* _Task goal_: Translate this sentence from the blog post on internet limits below into Spanish: "I now realize what my Mother meant all those years ago."

* _Selected text_:
Start of Block
Wednesday, September 01, 2004

My Internet Limit

This Periodic checking of e-mail isn't a bad thing. Not Able to chat with everyoneis what Bites! and Not in a Good Way either!! i miss talking to all my Sisters. But I Seriously miss chatting and flirting with Andy, the most. I also miss palying games with him. I waited till after school let out to come back online. I'm running out of time here and sitll not many on. just like around 11AM not many on at all. I shot off a few e-mails to let some know I'd be on about this time. Even told someone that if the message was taken as a "warning" then he wasn't missing me very much! LMAO We'll see what's said about that.

One thing I don't like here is all the talk of Therapy that "they think" I NEED??? I Love me the way I am. Oh, of course, "they" aren't comfortable with my level of use on the internet. The way I have more friends on the internet than in my personal "real" life?? Okay... I thought that we were all "real" even if we communicate by computers, I'm sure we all still bleed!! That to me makes us real, well that and some of us actually feel things too. Don't worry I'm not talking about the users that I've met either. You couldn't pay me to believe that they feel anything.. the sick Assholes!!! Anyways, the one good thing that I do have going for me is..... I could be on here Monday through Saturday, 2 hours a day, But I'm not. And no it's not because I've been sick.... *sticking my tongue out at those that are looking at the screen skeptically* I'll be the first to admit that, in the past, I've had my share of online addiction to deal with. Then again I did have my own rented house, working a full-time job, paying all my bills on time, with my Boys. yes this was before I began my own destruction in helping family out. I now realize what my Mother meant all those years ago. The fact that you can only depend on yourself to do what you say, takes years of learning. The if's, when's, should and shouldn't's, and the Biggest one is the WHO'S???????????????????? No wonder I have so many trust issues! Mom told me, "the only person I will ever be able to trust or depend on is Number 1, Me! Because no one else cares or ever will!!" Hmmm she doesn't know my friends too well now do she??? I'm proud to have the FRIENDS I have!!!!! But the moral of her story was and still is: You can't trust My Family even as far as you can throw them! (Sadly but Truly) As for the whoel bloodline thing I can see now it holds no creedence to any belief's that are usually a given to most. I applaud anyone that has a good Loving supporting family, and truly wish you well. I'm just glad they didn't put my picture in the dictionary by "Disfunction Family"
End of Block
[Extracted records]
Start of Block
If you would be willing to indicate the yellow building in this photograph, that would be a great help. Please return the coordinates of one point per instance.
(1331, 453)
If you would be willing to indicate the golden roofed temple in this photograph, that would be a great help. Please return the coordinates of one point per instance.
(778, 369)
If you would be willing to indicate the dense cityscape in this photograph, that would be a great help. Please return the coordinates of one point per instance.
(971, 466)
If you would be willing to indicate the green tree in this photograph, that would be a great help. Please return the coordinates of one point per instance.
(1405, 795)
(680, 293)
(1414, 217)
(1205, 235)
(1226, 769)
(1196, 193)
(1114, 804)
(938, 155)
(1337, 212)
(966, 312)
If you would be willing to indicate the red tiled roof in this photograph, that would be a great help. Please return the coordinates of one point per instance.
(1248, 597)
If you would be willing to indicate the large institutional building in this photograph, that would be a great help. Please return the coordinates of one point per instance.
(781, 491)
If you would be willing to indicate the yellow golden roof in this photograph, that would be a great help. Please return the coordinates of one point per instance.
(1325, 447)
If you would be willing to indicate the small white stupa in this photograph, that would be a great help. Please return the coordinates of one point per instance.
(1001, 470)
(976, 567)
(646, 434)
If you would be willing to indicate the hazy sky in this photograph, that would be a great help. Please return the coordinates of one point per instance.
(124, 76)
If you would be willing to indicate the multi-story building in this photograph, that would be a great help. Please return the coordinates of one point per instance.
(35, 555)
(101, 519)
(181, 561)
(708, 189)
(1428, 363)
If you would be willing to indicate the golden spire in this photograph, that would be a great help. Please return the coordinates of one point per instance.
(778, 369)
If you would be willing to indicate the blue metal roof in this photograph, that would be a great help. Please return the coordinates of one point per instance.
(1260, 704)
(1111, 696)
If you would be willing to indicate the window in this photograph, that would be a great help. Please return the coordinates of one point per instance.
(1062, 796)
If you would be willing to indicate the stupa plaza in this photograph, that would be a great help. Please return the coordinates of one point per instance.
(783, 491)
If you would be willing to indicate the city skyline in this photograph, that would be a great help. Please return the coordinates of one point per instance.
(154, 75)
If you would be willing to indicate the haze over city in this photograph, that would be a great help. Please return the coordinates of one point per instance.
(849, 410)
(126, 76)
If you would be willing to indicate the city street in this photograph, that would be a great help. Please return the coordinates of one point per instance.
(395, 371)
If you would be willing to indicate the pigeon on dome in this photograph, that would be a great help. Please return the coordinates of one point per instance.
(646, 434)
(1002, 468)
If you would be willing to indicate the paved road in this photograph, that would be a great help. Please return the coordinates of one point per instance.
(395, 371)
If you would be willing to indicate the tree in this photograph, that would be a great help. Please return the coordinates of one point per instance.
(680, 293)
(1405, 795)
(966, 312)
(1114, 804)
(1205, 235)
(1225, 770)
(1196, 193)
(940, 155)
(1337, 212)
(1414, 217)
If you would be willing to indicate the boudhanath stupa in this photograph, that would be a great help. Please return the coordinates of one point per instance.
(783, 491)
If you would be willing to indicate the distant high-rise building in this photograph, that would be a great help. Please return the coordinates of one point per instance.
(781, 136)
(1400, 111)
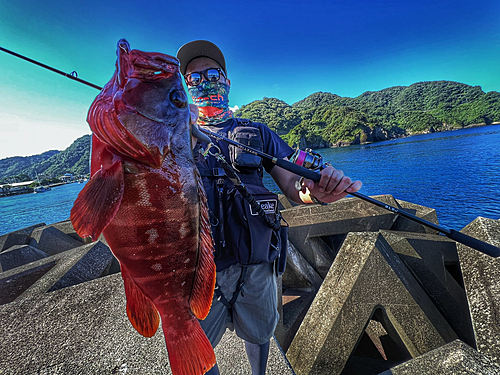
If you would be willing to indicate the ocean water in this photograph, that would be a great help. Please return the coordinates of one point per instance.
(456, 172)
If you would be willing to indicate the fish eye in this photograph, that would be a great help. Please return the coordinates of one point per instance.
(179, 99)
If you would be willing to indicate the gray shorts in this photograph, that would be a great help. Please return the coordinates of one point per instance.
(254, 314)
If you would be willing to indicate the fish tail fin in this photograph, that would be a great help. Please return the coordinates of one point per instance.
(204, 282)
(141, 312)
(189, 350)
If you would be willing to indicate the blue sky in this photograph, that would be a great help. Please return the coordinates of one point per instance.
(282, 49)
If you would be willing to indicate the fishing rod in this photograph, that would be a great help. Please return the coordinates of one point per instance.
(73, 75)
(457, 236)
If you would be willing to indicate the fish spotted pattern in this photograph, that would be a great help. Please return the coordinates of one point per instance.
(146, 197)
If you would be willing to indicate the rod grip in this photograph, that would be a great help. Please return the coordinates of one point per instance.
(297, 169)
(474, 243)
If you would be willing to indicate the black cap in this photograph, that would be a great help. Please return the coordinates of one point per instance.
(200, 48)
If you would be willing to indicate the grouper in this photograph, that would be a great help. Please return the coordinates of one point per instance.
(146, 197)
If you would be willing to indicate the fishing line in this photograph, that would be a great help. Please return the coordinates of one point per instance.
(462, 238)
(73, 75)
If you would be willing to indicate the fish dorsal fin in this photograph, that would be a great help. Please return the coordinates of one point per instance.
(140, 310)
(98, 201)
(204, 282)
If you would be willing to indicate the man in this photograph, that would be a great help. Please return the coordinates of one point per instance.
(251, 288)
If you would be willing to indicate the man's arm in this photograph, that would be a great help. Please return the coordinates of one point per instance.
(332, 186)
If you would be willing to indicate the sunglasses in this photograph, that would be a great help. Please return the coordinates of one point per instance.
(210, 74)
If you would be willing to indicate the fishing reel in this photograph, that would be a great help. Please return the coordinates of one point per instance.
(310, 160)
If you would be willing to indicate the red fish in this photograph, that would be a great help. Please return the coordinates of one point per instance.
(145, 195)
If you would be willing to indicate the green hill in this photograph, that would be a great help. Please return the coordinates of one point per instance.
(74, 160)
(322, 119)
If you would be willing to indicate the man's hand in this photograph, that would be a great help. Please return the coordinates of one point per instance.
(332, 186)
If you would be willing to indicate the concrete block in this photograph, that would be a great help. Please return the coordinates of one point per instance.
(367, 279)
(96, 260)
(309, 222)
(52, 241)
(19, 255)
(18, 237)
(481, 274)
(298, 273)
(67, 268)
(84, 330)
(406, 225)
(455, 358)
(14, 284)
(433, 260)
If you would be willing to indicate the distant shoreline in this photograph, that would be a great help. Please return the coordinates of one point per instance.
(441, 130)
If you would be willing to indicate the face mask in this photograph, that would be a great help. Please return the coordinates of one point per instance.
(212, 101)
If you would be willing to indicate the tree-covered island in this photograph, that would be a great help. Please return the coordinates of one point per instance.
(321, 120)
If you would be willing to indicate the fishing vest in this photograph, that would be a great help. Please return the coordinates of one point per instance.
(240, 234)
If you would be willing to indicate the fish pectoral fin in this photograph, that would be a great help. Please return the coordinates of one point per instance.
(141, 312)
(204, 281)
(98, 201)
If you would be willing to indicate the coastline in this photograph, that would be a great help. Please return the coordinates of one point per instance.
(446, 128)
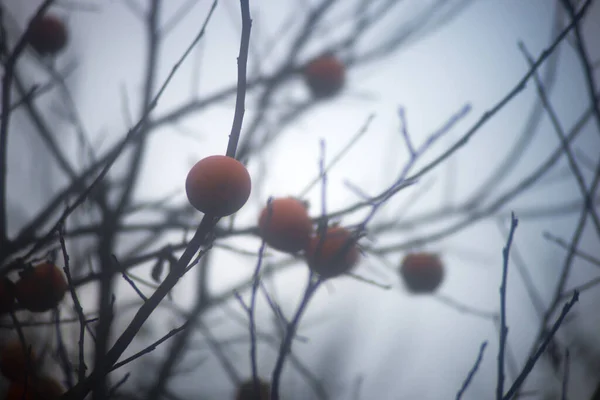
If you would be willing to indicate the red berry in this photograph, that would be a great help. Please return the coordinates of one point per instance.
(333, 254)
(325, 76)
(218, 185)
(422, 272)
(47, 35)
(285, 225)
(41, 288)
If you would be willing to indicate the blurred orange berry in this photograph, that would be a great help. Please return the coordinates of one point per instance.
(325, 76)
(422, 272)
(41, 288)
(334, 253)
(218, 185)
(285, 225)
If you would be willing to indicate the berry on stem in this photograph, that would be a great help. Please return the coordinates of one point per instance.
(47, 35)
(334, 253)
(422, 272)
(218, 185)
(325, 76)
(41, 288)
(285, 225)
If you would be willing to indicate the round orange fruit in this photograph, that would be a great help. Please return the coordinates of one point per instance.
(218, 185)
(334, 253)
(41, 288)
(422, 272)
(325, 76)
(285, 225)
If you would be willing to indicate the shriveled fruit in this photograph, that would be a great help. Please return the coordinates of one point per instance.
(218, 185)
(16, 361)
(7, 295)
(325, 76)
(41, 288)
(47, 34)
(285, 225)
(38, 388)
(334, 253)
(422, 272)
(247, 391)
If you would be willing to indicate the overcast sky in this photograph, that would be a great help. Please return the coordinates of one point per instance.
(403, 347)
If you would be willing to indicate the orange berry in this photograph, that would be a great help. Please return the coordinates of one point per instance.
(218, 185)
(47, 35)
(422, 272)
(246, 391)
(333, 254)
(41, 288)
(285, 225)
(17, 362)
(7, 295)
(325, 76)
(41, 388)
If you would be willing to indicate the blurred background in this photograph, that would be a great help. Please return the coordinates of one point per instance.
(359, 341)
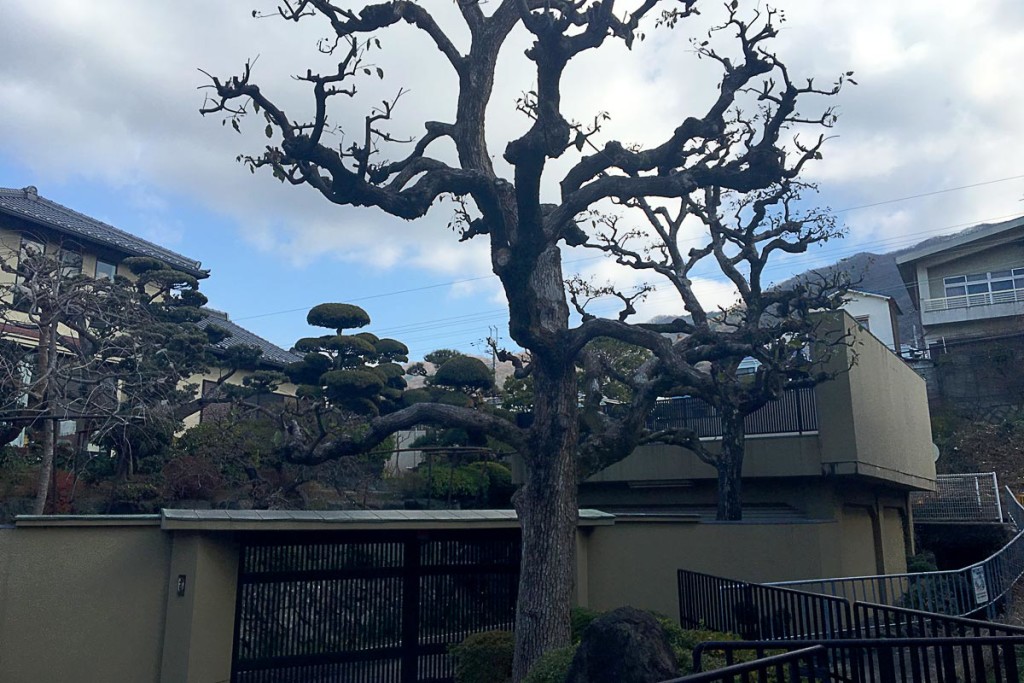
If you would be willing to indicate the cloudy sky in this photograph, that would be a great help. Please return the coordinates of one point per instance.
(99, 110)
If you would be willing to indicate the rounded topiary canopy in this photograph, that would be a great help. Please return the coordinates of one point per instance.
(352, 383)
(391, 349)
(348, 345)
(464, 372)
(338, 316)
(312, 344)
(369, 336)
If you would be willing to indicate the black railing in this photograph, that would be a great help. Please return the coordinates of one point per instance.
(799, 666)
(793, 413)
(965, 659)
(887, 622)
(753, 610)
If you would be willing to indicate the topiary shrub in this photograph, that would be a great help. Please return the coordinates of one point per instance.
(190, 477)
(553, 667)
(484, 657)
(337, 315)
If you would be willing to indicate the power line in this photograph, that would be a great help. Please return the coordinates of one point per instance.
(489, 276)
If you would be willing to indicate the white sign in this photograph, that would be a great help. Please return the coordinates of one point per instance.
(980, 585)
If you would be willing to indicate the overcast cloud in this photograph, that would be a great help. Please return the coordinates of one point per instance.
(104, 93)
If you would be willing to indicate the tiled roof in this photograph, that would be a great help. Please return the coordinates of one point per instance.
(29, 205)
(240, 335)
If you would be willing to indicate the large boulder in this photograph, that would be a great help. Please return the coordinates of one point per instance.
(624, 646)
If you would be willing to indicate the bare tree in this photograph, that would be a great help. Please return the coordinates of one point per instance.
(723, 148)
(105, 356)
(782, 334)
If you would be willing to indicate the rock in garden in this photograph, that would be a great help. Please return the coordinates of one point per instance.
(624, 646)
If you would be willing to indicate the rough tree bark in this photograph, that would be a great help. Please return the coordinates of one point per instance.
(721, 148)
(730, 466)
(47, 426)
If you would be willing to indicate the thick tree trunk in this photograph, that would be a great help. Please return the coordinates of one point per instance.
(730, 467)
(44, 360)
(548, 512)
(47, 450)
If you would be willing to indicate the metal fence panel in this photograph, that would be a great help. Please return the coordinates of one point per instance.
(793, 413)
(956, 592)
(754, 610)
(967, 659)
(960, 499)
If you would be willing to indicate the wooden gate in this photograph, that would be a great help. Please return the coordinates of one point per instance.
(368, 606)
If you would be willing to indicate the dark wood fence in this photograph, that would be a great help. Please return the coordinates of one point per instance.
(369, 606)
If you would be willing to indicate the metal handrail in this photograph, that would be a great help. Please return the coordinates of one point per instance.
(953, 592)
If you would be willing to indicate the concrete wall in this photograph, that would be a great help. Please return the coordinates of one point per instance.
(142, 600)
(200, 629)
(83, 603)
(875, 418)
(634, 562)
(873, 422)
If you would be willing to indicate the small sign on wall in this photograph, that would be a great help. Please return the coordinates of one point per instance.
(980, 585)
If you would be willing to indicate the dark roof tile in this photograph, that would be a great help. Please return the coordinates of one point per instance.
(29, 205)
(240, 335)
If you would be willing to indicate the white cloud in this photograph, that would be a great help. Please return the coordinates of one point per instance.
(105, 93)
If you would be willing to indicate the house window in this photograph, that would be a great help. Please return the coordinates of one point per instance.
(105, 270)
(71, 263)
(984, 283)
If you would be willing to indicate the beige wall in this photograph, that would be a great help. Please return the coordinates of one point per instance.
(83, 603)
(875, 419)
(200, 624)
(873, 422)
(96, 600)
(635, 562)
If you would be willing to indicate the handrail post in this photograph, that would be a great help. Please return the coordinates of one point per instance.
(998, 499)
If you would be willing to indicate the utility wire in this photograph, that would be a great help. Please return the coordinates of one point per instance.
(489, 276)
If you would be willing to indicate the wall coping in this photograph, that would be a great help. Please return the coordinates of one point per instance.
(256, 520)
(275, 520)
(86, 520)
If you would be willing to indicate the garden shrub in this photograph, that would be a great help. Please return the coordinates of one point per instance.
(553, 667)
(484, 657)
(190, 477)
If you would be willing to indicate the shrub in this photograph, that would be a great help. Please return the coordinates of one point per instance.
(484, 657)
(553, 667)
(190, 477)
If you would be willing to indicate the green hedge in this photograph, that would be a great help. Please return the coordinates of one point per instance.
(484, 657)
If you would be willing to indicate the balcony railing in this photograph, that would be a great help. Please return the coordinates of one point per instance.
(794, 413)
(969, 300)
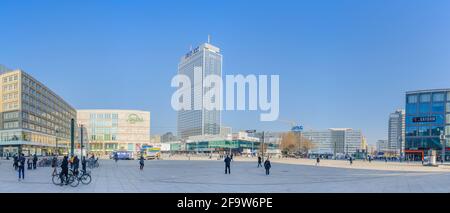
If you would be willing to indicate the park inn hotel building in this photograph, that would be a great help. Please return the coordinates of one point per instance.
(33, 119)
(111, 130)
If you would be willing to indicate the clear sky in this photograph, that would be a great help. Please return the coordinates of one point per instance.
(341, 63)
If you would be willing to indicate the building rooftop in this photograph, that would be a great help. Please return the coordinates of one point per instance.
(428, 90)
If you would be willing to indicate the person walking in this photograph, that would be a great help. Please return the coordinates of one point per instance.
(259, 162)
(227, 165)
(71, 162)
(34, 161)
(21, 166)
(83, 164)
(54, 164)
(141, 163)
(29, 163)
(76, 165)
(267, 166)
(64, 175)
(116, 157)
(15, 162)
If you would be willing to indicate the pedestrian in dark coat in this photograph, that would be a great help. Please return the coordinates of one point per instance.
(267, 166)
(259, 162)
(83, 164)
(29, 164)
(76, 165)
(16, 162)
(21, 166)
(34, 161)
(227, 165)
(141, 163)
(64, 175)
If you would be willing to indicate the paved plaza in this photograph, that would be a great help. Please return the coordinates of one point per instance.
(208, 176)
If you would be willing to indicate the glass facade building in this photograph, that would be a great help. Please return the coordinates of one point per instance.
(112, 130)
(199, 121)
(427, 117)
(33, 119)
(396, 133)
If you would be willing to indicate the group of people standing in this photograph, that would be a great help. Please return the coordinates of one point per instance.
(228, 160)
(19, 164)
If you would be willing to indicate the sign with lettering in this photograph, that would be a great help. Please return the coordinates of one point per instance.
(134, 118)
(424, 119)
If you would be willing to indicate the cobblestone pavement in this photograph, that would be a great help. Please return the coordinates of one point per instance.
(208, 176)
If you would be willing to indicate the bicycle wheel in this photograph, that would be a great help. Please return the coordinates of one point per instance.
(85, 179)
(73, 181)
(56, 179)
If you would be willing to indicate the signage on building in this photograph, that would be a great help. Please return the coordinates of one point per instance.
(297, 128)
(424, 119)
(134, 118)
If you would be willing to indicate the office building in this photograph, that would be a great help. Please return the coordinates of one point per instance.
(225, 131)
(396, 132)
(34, 119)
(198, 120)
(168, 137)
(383, 146)
(111, 130)
(322, 141)
(427, 117)
(334, 141)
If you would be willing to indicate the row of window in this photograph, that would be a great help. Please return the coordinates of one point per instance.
(44, 118)
(103, 137)
(10, 96)
(14, 105)
(28, 136)
(424, 143)
(426, 97)
(426, 119)
(10, 78)
(10, 87)
(45, 100)
(104, 116)
(425, 130)
(10, 115)
(11, 125)
(427, 107)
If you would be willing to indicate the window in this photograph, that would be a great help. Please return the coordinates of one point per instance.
(10, 115)
(424, 107)
(436, 130)
(425, 98)
(411, 131)
(10, 125)
(424, 131)
(438, 107)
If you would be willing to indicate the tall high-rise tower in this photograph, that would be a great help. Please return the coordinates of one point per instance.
(206, 60)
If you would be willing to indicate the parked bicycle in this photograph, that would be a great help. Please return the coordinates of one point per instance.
(71, 179)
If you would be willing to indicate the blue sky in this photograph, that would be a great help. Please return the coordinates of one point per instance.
(341, 63)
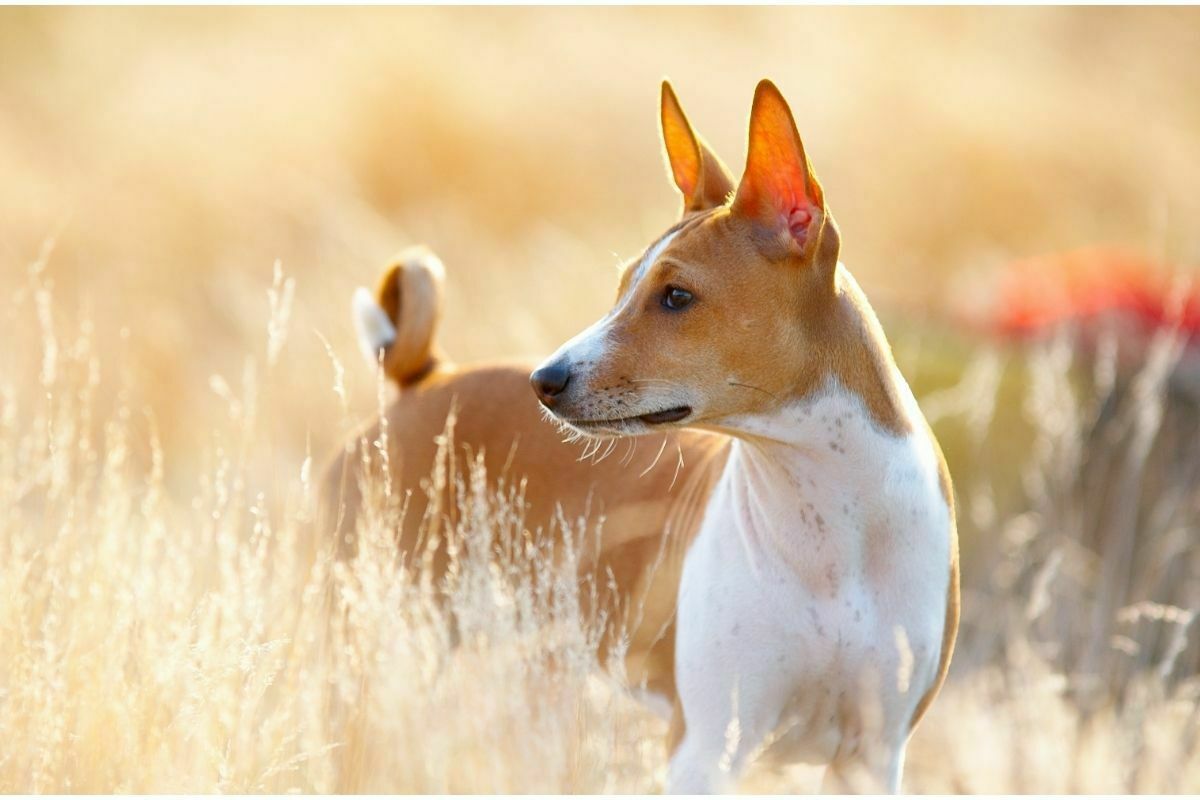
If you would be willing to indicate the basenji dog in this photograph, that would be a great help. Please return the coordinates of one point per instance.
(795, 560)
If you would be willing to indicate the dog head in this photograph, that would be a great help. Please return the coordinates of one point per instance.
(723, 316)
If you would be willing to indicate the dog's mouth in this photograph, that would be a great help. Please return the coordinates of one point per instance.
(677, 414)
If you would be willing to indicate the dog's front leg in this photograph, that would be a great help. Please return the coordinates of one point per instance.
(730, 671)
End of Block
* _Result_: Ahora me doy cuenta de lo que mi madre quería decir hace todos esos años.